Instruction: Could you give again the stretch of the listing from the line containing "(87,628) (no space after the comma)." through its end, requests included, scaling every coordinate in the answers by 1.35 and rounding to whole numbers, with halves rounded up? Keep the sample points in the changelog lines unchanged, and leave the pictures out.

---------- Listed records

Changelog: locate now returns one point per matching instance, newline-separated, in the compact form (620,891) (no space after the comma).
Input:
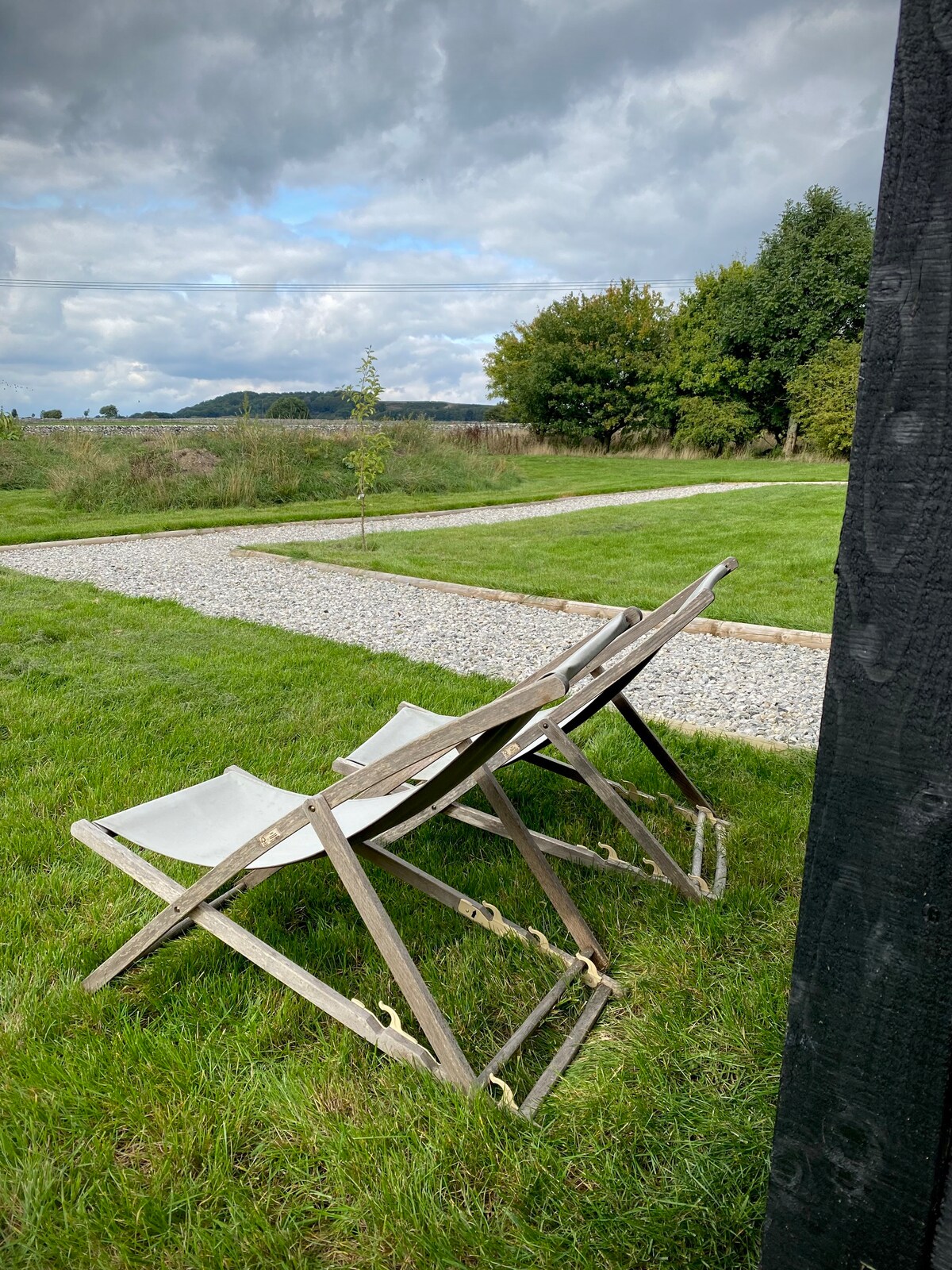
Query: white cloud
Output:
(400,141)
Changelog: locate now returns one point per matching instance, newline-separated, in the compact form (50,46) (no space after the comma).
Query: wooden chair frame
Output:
(641,639)
(475,738)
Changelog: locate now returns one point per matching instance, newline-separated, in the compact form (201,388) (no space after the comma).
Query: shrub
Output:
(289,408)
(822,397)
(714,425)
(10,427)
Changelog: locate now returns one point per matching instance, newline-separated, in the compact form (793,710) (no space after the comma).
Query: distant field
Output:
(32,514)
(785,540)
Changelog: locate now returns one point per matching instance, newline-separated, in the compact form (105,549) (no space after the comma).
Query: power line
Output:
(321,287)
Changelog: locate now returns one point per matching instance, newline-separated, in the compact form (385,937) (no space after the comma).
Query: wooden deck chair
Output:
(239,827)
(603,667)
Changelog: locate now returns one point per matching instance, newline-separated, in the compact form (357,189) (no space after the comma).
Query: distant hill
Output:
(323,406)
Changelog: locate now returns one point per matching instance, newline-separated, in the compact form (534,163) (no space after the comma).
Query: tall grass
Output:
(255,465)
(490,438)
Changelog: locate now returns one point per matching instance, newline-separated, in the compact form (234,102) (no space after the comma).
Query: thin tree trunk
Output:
(790,444)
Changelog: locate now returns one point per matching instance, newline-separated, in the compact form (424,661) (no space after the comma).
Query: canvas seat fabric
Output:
(203,823)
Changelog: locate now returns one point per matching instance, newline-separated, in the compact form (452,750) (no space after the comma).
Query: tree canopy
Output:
(721,368)
(587,366)
(823,397)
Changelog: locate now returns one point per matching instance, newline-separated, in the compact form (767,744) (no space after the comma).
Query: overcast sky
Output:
(393,141)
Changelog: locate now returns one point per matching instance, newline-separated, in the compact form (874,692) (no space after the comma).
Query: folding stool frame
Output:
(644,637)
(475,738)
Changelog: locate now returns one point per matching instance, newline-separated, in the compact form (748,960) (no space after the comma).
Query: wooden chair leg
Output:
(348,1013)
(155,933)
(541,869)
(621,810)
(662,753)
(387,940)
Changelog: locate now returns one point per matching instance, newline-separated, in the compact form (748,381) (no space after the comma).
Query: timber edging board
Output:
(698,626)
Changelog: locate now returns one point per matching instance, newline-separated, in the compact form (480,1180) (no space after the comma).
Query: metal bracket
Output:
(495,921)
(543,941)
(393,1022)
(592,978)
(505,1095)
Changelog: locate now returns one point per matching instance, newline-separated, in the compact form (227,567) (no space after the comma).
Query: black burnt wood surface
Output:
(862,1140)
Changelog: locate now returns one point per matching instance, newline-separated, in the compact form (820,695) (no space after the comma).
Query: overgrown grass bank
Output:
(785,540)
(29,514)
(200,1115)
(247,465)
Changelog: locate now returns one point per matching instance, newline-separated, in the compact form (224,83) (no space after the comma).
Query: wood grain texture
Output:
(391,946)
(541,870)
(355,1018)
(624,814)
(862,1137)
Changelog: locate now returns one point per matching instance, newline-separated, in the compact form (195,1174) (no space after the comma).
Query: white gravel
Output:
(761,690)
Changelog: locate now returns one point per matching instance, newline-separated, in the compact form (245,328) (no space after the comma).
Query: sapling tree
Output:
(368,457)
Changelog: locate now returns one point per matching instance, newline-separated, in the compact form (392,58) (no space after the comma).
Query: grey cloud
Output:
(547,137)
(232,92)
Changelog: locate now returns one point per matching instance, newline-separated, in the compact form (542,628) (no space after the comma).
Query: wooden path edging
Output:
(698,626)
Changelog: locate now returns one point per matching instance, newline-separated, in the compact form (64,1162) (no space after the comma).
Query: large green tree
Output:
(810,283)
(588,366)
(708,346)
(744,330)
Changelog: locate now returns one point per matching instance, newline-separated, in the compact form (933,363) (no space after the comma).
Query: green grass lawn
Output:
(32,514)
(785,540)
(198,1115)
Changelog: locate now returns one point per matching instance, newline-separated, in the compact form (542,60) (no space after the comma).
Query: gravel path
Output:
(761,690)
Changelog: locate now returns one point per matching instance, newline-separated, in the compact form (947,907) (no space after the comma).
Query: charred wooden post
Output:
(865,1128)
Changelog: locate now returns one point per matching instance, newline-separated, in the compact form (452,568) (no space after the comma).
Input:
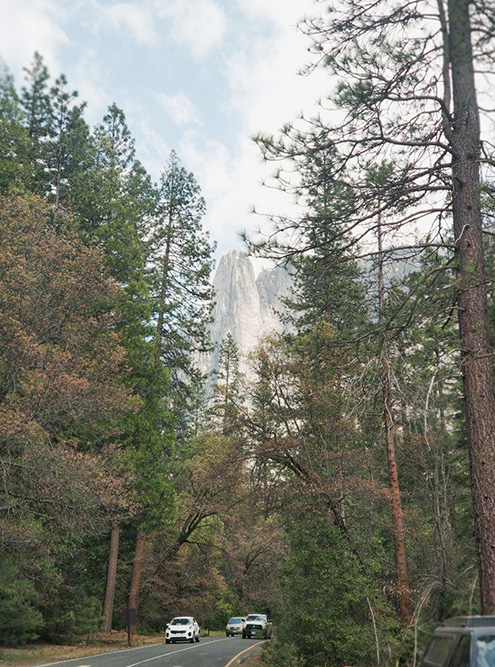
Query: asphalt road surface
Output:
(210,652)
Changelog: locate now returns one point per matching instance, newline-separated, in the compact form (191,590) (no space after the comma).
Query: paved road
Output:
(210,652)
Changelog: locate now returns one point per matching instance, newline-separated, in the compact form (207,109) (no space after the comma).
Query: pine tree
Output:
(181,258)
(413,102)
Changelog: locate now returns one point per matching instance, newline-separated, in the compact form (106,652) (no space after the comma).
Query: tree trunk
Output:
(477,362)
(163,290)
(393,474)
(137,572)
(111,578)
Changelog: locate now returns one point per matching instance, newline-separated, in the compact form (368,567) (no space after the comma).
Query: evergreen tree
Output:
(181,258)
(413,101)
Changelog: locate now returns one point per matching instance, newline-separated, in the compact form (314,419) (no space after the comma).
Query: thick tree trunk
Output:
(137,572)
(393,473)
(111,578)
(477,367)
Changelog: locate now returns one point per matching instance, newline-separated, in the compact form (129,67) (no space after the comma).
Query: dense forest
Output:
(345,487)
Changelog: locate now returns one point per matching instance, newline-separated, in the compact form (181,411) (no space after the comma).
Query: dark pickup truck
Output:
(462,641)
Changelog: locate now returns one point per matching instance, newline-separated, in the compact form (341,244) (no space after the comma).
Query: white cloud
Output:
(198,24)
(134,19)
(179,107)
(28,26)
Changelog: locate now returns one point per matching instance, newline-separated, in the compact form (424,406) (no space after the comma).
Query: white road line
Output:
(97,655)
(181,650)
(125,650)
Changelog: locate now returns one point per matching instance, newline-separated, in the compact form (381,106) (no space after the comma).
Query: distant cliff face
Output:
(246,307)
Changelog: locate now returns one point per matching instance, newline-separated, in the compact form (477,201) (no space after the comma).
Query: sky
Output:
(197,76)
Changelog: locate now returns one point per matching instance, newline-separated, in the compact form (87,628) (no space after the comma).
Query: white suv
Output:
(182,628)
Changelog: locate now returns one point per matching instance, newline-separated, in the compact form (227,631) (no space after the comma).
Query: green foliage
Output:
(20,620)
(71,615)
(325,616)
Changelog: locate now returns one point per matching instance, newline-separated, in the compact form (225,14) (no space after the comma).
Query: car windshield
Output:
(181,621)
(485,651)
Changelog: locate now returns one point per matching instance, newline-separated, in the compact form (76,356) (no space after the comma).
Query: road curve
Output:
(210,652)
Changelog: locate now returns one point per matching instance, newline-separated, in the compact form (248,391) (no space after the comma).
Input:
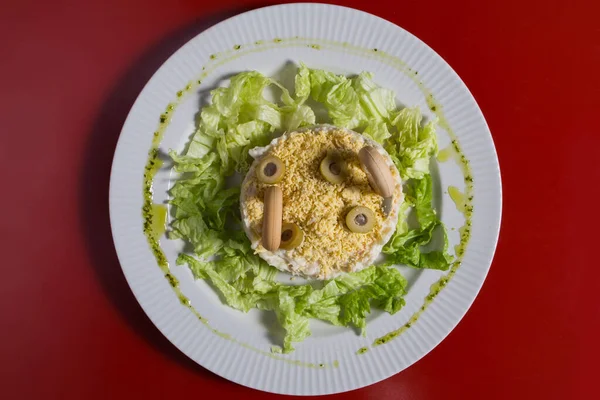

--------------------

Task output:
Changelog: locate now returns one point per matching instance, newline-separated, in the compact form (87,628) (no space after the comma).
Query: white suv
Output:
(246,848)
Changelog: locate now returns one point per matching instance, newline-separated, in the compact form (227,631) (no space after the comma).
Query: green foliage
Output:
(27,837)
(96,830)
(439,832)
Changelog: locate now returns one point per matching instance, newline-separated, in the compact form (225,14) (no space after the comma).
Query: car windshield
Output:
(244,838)
(655,879)
Changelog: locate now returns one point per matching instance, newline-separated, in the compact form (76,356) (no space after the comma).
Query: road curve
Output:
(284,880)
Changelog: locate now returns one point per matching instance, newline-separated, in the compact form (248,391) (no space after the comma).
Input:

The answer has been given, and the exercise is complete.